# [EXERCISE TASK]
Copy the passage about Len Lesser word for word, starting at "The actor and" and ending at "and three grandchildren.".

# [SELECTED TEXT]
* begin *
He adored acting and he wanted to pass on that passion, his son said.

"There was no mistaking my dad's love for the theater and acting," David Lesser said recently. "That Canterbury experience was really an outpouring of his love for his craft."

And it wasn't just Canterbury where Lesser spent his off-hours. His son said he volunteered at a North Hollywood senior citizens home and taught drama to special education students. He helped out at an adoption center. "He had a heart," his son said.

The kids appreciated him. On every closing night, when they handed out bouquets (yes, bought by a parent), there was always one for Lesser--their acting coach.


A tribute to Len Lesser, posted on YouTube by YoungMulaVidz

The actor and his wife, Jan Burrell, were divorced in 1982 after 28 years of marriage. In addition to their son, David, Lesser is survived by a daughter, Michele, and three grandchildren.
* end *
# [DATA EXTRACT]
* begin *
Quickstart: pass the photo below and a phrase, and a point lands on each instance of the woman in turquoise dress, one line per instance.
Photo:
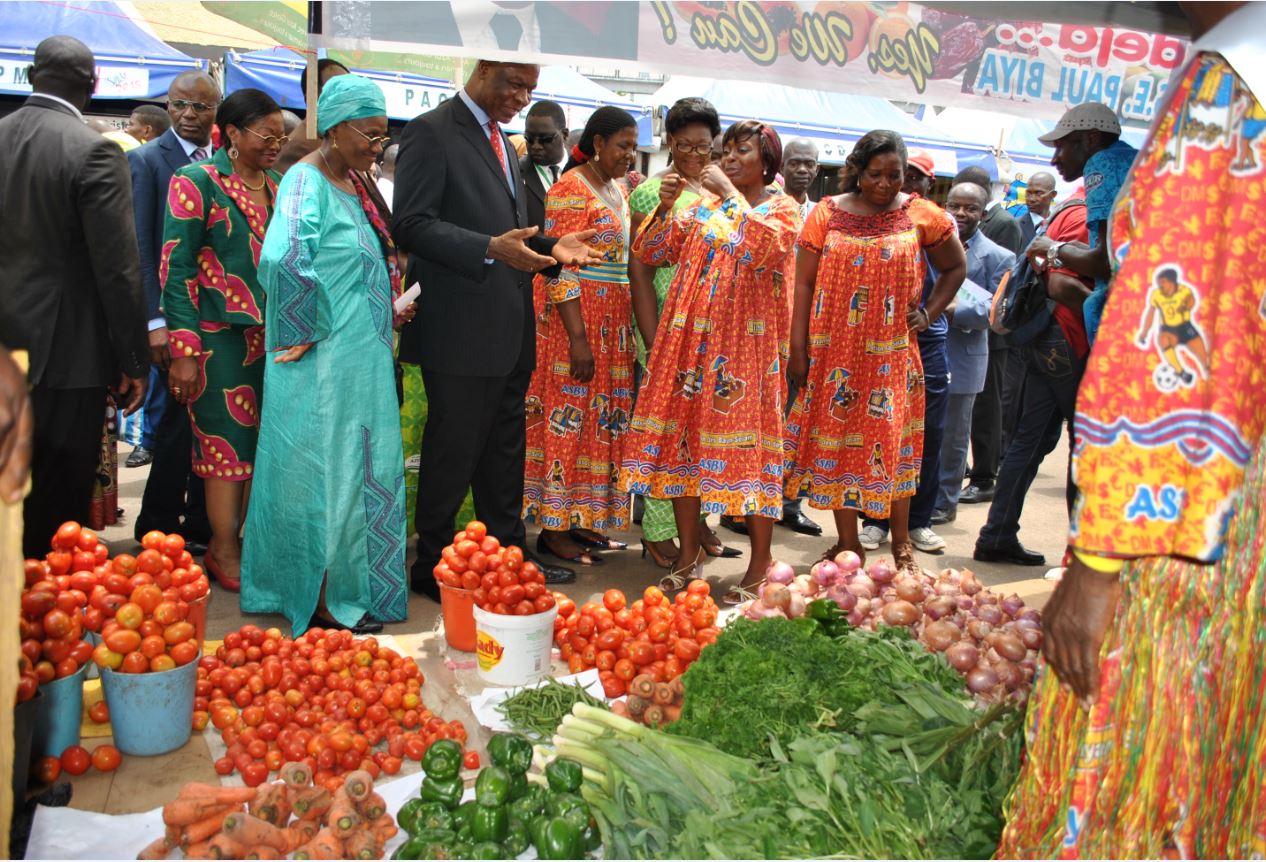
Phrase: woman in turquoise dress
(325, 529)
* end *
# [SOLUTION TO THE PROBLEM]
The actor and his wife, Jan Burrell, were divorced in 1982 after 28 years of marriage. In addition to their son, David, Lesser is survived by a daughter, Michele, and three grandchildren.